## Work item
Scan the entries line by line and return those with "below".

## Dataset records

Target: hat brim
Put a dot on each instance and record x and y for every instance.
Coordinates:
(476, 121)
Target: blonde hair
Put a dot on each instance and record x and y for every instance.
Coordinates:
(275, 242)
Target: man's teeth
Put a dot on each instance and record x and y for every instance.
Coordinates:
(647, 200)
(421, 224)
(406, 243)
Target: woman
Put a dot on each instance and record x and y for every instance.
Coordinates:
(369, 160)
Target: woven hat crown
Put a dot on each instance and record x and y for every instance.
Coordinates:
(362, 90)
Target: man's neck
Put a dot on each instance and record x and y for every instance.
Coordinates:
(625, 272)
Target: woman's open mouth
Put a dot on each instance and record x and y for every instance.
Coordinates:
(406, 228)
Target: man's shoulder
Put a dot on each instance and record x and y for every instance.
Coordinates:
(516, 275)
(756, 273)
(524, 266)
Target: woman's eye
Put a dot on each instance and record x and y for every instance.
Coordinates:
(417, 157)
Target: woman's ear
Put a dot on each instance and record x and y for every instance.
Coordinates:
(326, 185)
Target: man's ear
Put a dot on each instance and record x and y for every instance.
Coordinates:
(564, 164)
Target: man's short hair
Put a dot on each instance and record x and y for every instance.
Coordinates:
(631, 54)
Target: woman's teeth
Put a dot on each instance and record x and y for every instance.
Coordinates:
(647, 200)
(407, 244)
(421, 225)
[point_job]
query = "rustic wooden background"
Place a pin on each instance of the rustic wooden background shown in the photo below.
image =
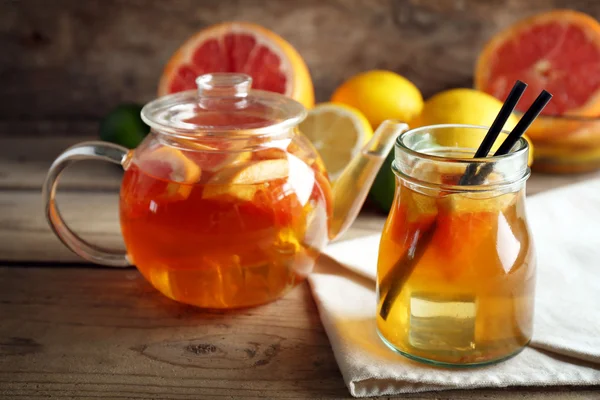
(65, 63)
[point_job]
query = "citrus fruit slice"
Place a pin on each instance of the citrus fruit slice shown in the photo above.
(338, 132)
(213, 156)
(170, 164)
(241, 182)
(381, 95)
(273, 63)
(558, 51)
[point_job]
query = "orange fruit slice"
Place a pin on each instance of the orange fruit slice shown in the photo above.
(170, 164)
(273, 63)
(241, 182)
(558, 51)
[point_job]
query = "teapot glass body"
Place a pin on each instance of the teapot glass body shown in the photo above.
(230, 228)
(224, 204)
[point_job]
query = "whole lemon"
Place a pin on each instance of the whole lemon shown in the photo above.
(381, 95)
(464, 106)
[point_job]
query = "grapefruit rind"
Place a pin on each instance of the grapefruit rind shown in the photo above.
(585, 22)
(299, 83)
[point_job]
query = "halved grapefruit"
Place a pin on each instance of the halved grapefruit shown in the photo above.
(273, 63)
(558, 51)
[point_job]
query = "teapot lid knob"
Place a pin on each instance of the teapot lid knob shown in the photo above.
(223, 85)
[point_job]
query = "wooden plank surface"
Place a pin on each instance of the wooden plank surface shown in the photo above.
(100, 333)
(67, 62)
(75, 331)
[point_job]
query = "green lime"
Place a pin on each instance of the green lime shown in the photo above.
(384, 186)
(124, 126)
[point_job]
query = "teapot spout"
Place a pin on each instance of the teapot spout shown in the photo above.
(351, 188)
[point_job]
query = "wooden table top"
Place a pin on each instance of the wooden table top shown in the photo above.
(73, 330)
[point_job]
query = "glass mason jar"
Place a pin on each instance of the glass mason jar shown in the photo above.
(456, 268)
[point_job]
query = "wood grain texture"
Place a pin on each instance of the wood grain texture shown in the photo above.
(74, 333)
(72, 60)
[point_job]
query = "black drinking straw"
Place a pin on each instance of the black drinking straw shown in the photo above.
(513, 137)
(392, 283)
(490, 138)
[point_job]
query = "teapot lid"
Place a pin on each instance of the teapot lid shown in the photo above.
(223, 103)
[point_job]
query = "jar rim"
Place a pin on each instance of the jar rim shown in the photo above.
(522, 146)
(512, 167)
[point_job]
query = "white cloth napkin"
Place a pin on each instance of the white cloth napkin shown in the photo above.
(565, 349)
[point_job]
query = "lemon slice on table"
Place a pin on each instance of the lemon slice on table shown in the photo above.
(338, 132)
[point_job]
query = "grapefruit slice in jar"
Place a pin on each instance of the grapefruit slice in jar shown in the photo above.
(273, 63)
(171, 165)
(558, 51)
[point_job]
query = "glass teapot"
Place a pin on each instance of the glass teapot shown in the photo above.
(225, 203)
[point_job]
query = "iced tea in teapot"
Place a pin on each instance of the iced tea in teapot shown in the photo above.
(225, 203)
(225, 229)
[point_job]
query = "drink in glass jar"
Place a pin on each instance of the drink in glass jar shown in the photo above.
(456, 269)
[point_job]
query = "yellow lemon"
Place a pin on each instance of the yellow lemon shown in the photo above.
(381, 95)
(338, 132)
(464, 106)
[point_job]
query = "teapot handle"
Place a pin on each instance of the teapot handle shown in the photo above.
(84, 151)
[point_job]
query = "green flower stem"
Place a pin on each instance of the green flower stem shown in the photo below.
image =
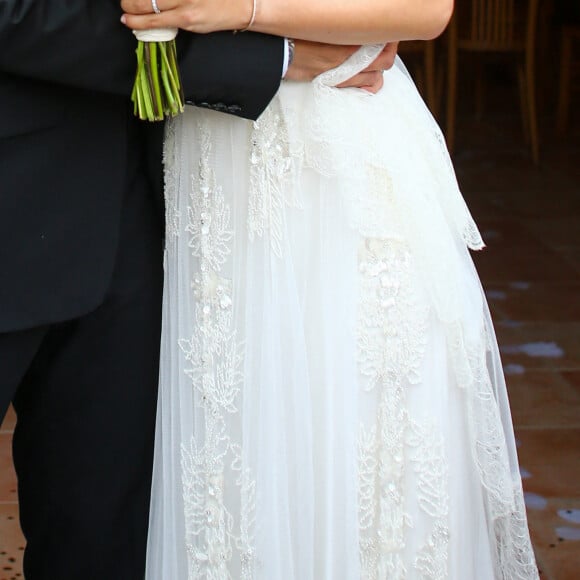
(157, 91)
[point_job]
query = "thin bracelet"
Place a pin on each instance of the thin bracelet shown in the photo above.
(252, 18)
(291, 48)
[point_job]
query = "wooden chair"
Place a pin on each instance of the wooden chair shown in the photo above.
(569, 69)
(492, 28)
(424, 71)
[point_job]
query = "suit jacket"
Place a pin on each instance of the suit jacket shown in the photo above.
(68, 136)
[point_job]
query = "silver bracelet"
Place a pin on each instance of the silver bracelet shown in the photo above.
(252, 18)
(291, 47)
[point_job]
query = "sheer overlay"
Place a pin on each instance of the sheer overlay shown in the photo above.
(332, 404)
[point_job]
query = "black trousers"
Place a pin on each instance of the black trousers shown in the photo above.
(85, 394)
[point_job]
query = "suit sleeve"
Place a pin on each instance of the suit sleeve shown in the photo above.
(83, 44)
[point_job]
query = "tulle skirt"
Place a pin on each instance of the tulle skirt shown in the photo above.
(332, 405)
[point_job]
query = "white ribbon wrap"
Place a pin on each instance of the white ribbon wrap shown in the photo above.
(156, 34)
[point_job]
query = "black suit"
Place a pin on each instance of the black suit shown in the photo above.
(80, 268)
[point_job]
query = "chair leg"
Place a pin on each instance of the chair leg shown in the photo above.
(479, 91)
(523, 103)
(532, 112)
(564, 91)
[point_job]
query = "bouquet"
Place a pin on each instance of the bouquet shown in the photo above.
(157, 92)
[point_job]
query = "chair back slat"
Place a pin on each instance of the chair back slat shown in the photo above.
(493, 23)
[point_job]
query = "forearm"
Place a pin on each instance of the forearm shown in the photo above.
(353, 22)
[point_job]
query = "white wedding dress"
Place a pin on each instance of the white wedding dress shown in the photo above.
(332, 404)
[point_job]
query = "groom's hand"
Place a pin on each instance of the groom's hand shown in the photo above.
(314, 58)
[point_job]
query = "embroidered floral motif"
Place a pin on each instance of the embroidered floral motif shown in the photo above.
(216, 533)
(392, 340)
(270, 166)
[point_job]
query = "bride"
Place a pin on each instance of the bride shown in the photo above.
(332, 403)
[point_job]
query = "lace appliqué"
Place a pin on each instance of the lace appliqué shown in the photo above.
(171, 175)
(212, 460)
(270, 191)
(391, 347)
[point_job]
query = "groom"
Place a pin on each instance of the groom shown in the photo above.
(81, 264)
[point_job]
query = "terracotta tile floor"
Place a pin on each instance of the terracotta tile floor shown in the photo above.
(530, 218)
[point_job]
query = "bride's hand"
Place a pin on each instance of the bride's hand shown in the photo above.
(313, 58)
(193, 15)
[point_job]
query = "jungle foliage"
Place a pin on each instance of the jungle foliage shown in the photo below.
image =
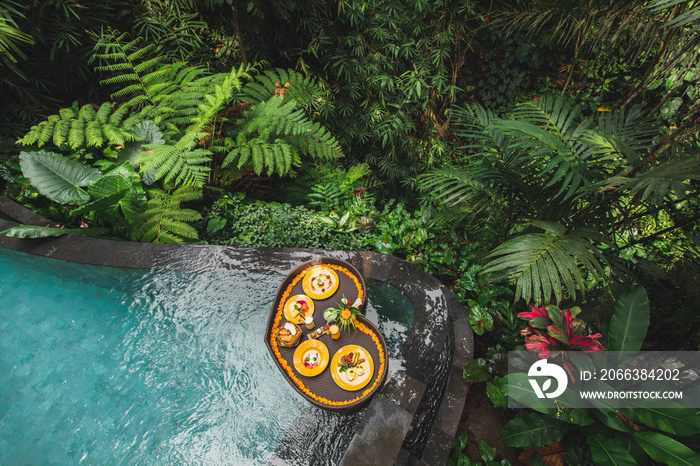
(524, 152)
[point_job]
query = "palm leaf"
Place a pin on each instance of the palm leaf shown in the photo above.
(630, 320)
(542, 264)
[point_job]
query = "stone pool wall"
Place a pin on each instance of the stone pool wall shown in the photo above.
(412, 420)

## Response to this task
Place a pin on each instance of the rustic wooden background shown in the photo below.
Place a pin on each instance of the green flower stem shown in the photo below.
Place a pin on each instance of the jungle foliage shown in the photo below.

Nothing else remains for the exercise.